◆ Directions
Only a number is required: the count of lines in the material below that contain "instance".

◆ Data to examine
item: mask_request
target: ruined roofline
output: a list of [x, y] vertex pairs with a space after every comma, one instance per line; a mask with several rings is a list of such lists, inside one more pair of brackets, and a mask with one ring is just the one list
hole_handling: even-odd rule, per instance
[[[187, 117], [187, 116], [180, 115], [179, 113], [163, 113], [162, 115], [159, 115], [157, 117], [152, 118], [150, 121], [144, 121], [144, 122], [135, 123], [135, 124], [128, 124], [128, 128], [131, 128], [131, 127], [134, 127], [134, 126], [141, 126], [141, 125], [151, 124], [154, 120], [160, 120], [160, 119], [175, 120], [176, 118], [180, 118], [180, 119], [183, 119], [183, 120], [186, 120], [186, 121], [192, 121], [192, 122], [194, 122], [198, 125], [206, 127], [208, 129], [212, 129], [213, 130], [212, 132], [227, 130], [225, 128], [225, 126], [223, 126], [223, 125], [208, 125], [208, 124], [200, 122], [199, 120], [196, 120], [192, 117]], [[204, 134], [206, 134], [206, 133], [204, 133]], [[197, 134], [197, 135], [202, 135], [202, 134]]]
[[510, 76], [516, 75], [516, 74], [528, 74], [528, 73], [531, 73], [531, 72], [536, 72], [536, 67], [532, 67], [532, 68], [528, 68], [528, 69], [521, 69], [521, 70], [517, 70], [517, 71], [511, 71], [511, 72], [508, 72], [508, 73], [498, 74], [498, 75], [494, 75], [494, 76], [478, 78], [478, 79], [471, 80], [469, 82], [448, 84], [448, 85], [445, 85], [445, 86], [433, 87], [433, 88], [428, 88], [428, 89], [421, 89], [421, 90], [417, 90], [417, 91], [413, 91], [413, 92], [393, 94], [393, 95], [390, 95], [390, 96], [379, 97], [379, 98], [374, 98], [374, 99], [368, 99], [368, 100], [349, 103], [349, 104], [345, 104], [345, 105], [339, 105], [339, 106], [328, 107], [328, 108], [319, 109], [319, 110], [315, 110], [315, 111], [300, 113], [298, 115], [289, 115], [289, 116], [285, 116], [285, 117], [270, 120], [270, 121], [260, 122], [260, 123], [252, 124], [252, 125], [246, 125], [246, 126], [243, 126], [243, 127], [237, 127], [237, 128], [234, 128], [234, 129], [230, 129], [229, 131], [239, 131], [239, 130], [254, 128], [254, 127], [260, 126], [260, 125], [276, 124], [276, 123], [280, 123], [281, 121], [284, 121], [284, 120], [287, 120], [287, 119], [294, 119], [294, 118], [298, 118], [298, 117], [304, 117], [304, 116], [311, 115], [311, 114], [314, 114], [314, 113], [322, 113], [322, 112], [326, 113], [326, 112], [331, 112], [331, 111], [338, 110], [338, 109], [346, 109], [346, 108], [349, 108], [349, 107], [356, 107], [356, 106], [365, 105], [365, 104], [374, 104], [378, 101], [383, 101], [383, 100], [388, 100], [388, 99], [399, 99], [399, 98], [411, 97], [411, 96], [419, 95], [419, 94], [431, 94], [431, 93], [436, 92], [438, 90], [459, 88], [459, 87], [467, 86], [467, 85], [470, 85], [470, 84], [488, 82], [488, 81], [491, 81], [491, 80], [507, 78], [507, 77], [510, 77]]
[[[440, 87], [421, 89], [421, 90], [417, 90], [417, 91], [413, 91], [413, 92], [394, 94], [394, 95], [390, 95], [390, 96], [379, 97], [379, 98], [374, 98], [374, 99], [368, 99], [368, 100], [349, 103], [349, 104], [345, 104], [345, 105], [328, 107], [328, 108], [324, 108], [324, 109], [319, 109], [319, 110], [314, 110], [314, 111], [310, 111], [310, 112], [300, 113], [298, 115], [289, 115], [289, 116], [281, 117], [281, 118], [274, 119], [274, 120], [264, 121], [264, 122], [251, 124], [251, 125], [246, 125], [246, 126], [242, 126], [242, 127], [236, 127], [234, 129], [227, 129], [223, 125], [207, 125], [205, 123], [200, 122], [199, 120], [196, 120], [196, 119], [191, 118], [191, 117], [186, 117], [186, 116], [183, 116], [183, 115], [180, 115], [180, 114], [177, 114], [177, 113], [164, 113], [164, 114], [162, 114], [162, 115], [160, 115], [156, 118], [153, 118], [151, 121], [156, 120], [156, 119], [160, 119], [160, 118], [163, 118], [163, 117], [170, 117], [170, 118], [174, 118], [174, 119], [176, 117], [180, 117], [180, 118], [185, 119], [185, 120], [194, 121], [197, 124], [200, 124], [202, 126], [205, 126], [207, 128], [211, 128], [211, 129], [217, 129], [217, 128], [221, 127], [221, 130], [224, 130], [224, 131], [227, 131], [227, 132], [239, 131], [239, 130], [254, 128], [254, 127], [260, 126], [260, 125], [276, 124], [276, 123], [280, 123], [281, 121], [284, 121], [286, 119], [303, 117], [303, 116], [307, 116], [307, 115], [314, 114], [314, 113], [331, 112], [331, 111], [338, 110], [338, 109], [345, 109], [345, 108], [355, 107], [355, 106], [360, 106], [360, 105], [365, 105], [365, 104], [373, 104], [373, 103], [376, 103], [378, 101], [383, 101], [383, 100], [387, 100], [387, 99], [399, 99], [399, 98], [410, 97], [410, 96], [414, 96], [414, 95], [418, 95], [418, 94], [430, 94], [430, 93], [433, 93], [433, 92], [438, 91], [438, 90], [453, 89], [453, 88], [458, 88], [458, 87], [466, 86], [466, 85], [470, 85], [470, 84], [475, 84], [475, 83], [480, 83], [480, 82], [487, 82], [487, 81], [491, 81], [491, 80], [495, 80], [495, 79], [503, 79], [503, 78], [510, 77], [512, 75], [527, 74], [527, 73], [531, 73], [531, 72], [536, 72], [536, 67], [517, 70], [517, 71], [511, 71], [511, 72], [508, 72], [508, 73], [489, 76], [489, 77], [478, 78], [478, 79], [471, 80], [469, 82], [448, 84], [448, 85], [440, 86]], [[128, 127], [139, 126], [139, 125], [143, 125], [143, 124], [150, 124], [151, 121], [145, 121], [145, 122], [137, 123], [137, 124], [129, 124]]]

◆ Solved exercise
2